Request: Reproduce the entries from the line with "Please locate the display" through the end of the entries, swapping "thickest" for "widest" and leaving everything else untouched.
** Start of Entries shown **
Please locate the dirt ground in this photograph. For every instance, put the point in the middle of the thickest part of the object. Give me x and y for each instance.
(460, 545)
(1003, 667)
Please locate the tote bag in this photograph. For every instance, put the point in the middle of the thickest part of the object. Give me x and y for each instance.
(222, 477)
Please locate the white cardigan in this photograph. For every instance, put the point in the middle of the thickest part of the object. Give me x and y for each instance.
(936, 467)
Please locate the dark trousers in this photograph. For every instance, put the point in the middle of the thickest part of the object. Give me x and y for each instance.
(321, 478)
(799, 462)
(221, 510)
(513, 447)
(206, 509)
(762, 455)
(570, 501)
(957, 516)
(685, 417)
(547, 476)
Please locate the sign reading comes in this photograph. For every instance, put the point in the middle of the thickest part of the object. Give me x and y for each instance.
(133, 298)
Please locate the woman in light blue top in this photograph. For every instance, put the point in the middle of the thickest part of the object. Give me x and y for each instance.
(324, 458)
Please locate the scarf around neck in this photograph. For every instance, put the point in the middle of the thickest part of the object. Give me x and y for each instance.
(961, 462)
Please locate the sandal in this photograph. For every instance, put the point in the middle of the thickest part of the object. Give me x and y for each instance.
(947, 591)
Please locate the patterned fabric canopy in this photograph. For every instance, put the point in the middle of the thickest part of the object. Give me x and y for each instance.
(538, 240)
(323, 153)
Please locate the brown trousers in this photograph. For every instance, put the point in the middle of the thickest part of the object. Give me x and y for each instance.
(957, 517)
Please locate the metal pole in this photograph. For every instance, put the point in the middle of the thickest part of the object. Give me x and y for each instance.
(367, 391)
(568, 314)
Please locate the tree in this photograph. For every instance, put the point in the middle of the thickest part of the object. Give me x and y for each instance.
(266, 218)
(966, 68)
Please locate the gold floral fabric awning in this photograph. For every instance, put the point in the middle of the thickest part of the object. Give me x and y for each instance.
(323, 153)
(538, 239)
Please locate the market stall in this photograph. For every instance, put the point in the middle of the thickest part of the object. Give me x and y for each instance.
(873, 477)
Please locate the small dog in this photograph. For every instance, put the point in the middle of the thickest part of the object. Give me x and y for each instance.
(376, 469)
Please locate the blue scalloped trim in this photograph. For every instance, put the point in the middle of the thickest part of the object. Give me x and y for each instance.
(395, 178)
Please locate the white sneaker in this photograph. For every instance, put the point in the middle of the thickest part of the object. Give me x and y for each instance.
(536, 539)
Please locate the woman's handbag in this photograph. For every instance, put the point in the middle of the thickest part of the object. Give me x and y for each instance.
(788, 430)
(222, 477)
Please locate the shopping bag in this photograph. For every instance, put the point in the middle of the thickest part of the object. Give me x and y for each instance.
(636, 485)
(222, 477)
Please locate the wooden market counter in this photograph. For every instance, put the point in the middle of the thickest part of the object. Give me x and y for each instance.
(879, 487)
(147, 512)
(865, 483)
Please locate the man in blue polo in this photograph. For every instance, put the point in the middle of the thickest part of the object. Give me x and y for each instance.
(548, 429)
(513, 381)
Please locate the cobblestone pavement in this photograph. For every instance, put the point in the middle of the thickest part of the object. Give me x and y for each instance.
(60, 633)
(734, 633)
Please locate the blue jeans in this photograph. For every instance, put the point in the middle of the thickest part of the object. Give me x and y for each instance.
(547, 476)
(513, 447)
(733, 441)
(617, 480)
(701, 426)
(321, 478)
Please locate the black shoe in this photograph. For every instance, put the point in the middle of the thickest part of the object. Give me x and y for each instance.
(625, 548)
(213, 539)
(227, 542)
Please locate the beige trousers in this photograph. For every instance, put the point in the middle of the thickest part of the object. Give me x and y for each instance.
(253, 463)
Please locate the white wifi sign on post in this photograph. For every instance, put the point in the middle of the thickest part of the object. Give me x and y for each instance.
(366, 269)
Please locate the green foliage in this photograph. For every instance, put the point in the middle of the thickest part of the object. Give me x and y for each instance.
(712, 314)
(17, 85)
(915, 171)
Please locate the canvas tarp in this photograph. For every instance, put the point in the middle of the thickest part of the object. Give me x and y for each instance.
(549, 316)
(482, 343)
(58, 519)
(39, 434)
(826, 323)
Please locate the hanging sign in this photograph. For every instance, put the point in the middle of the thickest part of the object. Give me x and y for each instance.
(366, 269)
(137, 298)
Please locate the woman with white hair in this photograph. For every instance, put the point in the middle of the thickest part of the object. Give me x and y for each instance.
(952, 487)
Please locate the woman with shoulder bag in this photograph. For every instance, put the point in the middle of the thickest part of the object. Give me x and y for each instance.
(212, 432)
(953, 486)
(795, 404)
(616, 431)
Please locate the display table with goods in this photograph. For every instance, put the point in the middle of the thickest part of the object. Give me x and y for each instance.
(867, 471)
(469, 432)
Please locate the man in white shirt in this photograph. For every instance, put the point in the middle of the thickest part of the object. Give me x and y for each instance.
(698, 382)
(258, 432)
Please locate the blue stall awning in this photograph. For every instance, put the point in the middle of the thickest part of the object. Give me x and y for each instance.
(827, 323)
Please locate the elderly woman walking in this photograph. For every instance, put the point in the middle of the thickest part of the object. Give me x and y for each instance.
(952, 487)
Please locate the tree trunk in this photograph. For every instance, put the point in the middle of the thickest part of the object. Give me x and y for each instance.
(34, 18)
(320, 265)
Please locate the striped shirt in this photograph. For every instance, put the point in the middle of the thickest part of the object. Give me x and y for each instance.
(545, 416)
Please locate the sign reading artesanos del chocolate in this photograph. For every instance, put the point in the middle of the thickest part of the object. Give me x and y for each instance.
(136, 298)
** End of Entries shown **
Exercise answer:
Please locate the display table with goods in this photograph. For every instance, put the point in the middle of the widest part of the object. Give me x and y for each instance.
(867, 471)
(469, 432)
Please locate the man in white shirt in this photograph. For every instance, put the point in the middle of the widest part of the object. Give me x and y for each instance.
(698, 382)
(258, 432)
Please locate the blue stall awning in this photograph. For every instance, put the point in the middle of the widest part of the object. Give me x and y for each instance.
(827, 323)
Please locate the elderly woman walking in this photograph. For every instance, put the point in the middle of the widest part of the object. Give me x and y for each instance.
(952, 487)
Please locate the tree trunk in this photograph. For every instance, put the point in the middle of the widest part of the object. Give me x and y for each instance.
(34, 18)
(320, 265)
Please locate the striped shirt in this photograph. For every instance, put the point in the middle of the widest part of the object. Give me x and y for each instance.
(545, 416)
Please locate the sign reading artesanos del chocolate in this photograph. For every instance, put the point in the middle of the widest part of the object. Give me x and y for each instance.
(136, 298)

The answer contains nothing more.